WORK TO COMPLETE> Repeat exactly the lines that run from the one containing "target | large boulder in river" to the end of the data, and leave out all others.

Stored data
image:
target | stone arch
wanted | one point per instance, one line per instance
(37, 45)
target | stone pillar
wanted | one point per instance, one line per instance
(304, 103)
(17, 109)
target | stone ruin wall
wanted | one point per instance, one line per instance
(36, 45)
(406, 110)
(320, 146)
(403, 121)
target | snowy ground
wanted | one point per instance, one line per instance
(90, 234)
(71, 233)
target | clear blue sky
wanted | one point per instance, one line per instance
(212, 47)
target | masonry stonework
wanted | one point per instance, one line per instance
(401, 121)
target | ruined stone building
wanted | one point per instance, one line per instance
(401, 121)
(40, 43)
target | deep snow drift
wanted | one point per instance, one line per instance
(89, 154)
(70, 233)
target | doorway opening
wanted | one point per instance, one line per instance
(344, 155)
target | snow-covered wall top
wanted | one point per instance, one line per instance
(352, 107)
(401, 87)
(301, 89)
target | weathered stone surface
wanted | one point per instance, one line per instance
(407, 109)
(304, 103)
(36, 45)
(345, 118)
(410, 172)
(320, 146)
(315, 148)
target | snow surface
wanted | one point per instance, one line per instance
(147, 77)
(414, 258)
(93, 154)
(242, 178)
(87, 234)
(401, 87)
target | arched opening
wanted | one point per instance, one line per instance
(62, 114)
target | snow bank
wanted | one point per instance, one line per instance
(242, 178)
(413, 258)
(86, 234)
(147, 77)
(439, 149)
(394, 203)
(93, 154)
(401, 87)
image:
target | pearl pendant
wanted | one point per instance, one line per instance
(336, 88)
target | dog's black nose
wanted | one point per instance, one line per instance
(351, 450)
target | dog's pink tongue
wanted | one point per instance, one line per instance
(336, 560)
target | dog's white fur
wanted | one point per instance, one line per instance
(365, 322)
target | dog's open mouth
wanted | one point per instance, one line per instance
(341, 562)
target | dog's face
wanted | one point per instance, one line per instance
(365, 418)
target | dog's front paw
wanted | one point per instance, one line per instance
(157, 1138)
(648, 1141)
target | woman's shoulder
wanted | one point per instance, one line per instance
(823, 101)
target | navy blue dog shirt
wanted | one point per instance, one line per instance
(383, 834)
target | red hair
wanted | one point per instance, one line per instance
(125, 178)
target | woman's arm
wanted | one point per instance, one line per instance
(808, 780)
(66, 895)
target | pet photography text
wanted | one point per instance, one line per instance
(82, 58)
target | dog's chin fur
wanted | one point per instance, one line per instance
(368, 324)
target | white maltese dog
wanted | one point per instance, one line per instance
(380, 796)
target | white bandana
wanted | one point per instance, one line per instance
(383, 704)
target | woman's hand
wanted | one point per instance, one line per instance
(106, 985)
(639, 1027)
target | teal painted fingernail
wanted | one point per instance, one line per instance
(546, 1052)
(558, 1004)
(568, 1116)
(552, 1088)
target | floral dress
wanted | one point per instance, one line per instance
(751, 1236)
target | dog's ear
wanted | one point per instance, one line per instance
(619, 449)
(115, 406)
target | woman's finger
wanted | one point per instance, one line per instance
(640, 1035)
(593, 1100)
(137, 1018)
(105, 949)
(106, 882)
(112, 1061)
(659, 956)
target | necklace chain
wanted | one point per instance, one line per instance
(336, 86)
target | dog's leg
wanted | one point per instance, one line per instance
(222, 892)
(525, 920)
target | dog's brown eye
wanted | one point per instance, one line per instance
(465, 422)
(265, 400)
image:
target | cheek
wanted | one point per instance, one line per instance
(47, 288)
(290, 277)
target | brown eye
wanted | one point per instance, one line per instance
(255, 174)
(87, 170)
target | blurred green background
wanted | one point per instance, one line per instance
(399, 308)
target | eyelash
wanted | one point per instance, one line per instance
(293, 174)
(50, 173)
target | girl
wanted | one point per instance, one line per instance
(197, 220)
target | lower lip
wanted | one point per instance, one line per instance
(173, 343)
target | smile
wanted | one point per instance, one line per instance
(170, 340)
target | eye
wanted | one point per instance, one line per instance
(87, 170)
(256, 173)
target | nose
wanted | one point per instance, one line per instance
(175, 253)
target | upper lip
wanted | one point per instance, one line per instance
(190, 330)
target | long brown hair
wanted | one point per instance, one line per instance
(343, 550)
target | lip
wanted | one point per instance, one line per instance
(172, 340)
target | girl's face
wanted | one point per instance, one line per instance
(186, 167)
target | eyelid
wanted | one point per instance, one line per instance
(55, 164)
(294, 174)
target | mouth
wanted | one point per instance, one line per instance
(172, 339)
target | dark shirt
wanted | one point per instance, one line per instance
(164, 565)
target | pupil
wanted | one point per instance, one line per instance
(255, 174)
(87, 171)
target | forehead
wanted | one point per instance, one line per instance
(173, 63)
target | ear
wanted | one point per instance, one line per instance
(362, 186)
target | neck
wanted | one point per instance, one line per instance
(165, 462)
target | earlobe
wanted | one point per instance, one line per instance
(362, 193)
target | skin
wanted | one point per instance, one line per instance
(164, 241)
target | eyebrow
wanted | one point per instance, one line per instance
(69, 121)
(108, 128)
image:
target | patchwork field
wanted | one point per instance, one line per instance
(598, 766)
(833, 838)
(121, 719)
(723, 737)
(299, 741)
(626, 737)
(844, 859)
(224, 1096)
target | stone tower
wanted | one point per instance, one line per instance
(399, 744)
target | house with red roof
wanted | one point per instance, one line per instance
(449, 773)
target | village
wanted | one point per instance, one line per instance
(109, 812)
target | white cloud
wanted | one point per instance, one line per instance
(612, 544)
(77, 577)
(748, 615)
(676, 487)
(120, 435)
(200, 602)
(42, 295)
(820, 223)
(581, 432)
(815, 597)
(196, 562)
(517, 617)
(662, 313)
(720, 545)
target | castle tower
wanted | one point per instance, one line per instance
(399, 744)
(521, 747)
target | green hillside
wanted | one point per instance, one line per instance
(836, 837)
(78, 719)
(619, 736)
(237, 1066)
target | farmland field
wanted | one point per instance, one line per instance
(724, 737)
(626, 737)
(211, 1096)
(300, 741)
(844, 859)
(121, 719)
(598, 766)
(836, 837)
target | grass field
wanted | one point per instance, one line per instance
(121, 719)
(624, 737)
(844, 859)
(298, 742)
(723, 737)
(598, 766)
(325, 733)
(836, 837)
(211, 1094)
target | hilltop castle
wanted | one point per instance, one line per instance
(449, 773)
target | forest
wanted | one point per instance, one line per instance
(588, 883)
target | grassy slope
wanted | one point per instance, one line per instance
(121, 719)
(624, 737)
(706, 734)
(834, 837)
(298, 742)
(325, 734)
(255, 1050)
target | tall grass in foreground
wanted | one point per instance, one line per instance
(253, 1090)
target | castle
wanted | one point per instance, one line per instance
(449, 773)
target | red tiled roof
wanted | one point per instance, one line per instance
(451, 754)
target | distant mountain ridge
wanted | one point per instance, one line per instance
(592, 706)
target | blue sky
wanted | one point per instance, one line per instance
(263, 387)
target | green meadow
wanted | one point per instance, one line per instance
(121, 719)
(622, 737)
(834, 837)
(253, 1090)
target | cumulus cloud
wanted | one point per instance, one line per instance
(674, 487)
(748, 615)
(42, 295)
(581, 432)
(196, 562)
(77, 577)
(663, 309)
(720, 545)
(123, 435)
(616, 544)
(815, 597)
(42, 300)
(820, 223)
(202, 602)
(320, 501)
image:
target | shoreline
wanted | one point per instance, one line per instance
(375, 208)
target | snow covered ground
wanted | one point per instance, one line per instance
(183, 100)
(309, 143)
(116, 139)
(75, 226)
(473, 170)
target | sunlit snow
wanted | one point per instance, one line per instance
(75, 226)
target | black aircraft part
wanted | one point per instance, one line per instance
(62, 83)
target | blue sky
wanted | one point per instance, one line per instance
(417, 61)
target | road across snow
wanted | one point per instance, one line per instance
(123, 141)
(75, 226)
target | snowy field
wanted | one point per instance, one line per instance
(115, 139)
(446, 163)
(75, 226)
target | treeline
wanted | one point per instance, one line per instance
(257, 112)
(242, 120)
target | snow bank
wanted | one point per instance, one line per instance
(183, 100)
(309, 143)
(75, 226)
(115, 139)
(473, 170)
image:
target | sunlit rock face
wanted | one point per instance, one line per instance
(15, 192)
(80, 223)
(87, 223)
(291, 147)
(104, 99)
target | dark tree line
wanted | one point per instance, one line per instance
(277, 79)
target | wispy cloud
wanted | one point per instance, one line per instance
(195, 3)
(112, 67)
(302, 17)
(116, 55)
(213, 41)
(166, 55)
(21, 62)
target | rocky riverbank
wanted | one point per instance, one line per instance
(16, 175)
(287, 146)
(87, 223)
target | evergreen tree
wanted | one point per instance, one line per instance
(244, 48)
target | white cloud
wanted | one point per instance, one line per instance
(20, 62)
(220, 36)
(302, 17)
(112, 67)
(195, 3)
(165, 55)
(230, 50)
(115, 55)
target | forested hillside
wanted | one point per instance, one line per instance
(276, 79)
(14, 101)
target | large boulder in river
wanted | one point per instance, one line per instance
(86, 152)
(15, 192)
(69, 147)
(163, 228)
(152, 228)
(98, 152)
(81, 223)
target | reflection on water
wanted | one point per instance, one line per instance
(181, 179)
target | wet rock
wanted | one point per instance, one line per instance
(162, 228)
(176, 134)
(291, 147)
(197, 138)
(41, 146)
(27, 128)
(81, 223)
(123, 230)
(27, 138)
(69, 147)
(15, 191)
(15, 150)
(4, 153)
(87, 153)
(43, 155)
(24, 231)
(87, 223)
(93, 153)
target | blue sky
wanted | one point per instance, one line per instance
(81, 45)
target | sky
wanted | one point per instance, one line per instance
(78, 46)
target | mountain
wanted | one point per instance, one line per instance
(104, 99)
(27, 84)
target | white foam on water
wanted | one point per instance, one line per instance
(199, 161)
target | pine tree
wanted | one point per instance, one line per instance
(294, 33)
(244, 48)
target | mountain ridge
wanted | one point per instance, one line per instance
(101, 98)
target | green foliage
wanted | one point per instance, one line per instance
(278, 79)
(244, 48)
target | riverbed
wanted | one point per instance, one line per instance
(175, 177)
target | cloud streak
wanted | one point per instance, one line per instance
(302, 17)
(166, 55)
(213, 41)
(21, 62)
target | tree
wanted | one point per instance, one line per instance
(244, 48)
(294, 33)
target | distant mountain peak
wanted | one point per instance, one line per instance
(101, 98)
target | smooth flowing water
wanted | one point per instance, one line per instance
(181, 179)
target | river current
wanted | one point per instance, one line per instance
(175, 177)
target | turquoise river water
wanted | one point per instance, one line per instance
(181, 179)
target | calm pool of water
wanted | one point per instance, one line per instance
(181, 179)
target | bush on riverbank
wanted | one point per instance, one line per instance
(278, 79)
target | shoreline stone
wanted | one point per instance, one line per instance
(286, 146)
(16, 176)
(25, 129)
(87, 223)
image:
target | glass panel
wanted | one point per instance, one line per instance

IN RESPONSE>
target | large boulder in river
wanted | one point per instance, one line per instance
(86, 152)
(15, 192)
(69, 147)
(163, 228)
(152, 228)
(98, 152)
(81, 223)
target | reflection on water
wanted | one point per instance, one line per instance
(181, 179)
target | wet rock
wanted | one point per instance, one line per instance
(162, 228)
(176, 134)
(291, 147)
(197, 138)
(41, 146)
(27, 128)
(81, 223)
(123, 230)
(27, 138)
(69, 147)
(15, 191)
(15, 150)
(4, 153)
(87, 153)
(43, 155)
(24, 231)
(87, 223)
(93, 153)
target | blue sky
wanted | one point per instance, one line per instance
(81, 45)
target | sky
wanted | one point per instance, one line per instance
(78, 46)
target | mountain
wanted | one point per instance, one line per instance
(104, 99)
(27, 84)
target | white foam on water
wanted | one point per instance, one line per instance
(199, 161)
target | pine tree
wanted | one point per instance, one line per instance
(294, 33)
(244, 48)
target | mountain ridge
wanted | one point per instance, one line per instance
(101, 98)
target | green foliage
wanted | one point per instance, one line per instance
(278, 79)
(244, 48)
target | riverbed
wanted | one point per instance, one line per instance
(175, 177)
target | cloud streak
wanted | one point per instance, one line per instance
(302, 17)
(166, 55)
(213, 41)
(21, 62)
target | tree
wanted | one point per instance, one line per instance
(244, 48)
(294, 33)
target | distant mountain peak
wanted | one point per instance, one line per instance
(101, 98)
target | smooth flowing water
wanted | one point per instance, one line per instance
(181, 179)
target | river current
wanted | one point per instance, one line per instance
(175, 177)
target | turquoise river water
wanted | one point per instance, one line per instance
(181, 179)
target | calm pool of water
wanted | one point per instance, one line per instance
(181, 179)
target | bush on riverbank
wanted | one point per instance, one line per instance
(278, 79)
target | shoreline stone
wanted | one point per instance, one line per instance
(286, 146)
(16, 176)
(25, 129)
(87, 223)
image:
target | glass panel
wanted | one point per instance, one line per instance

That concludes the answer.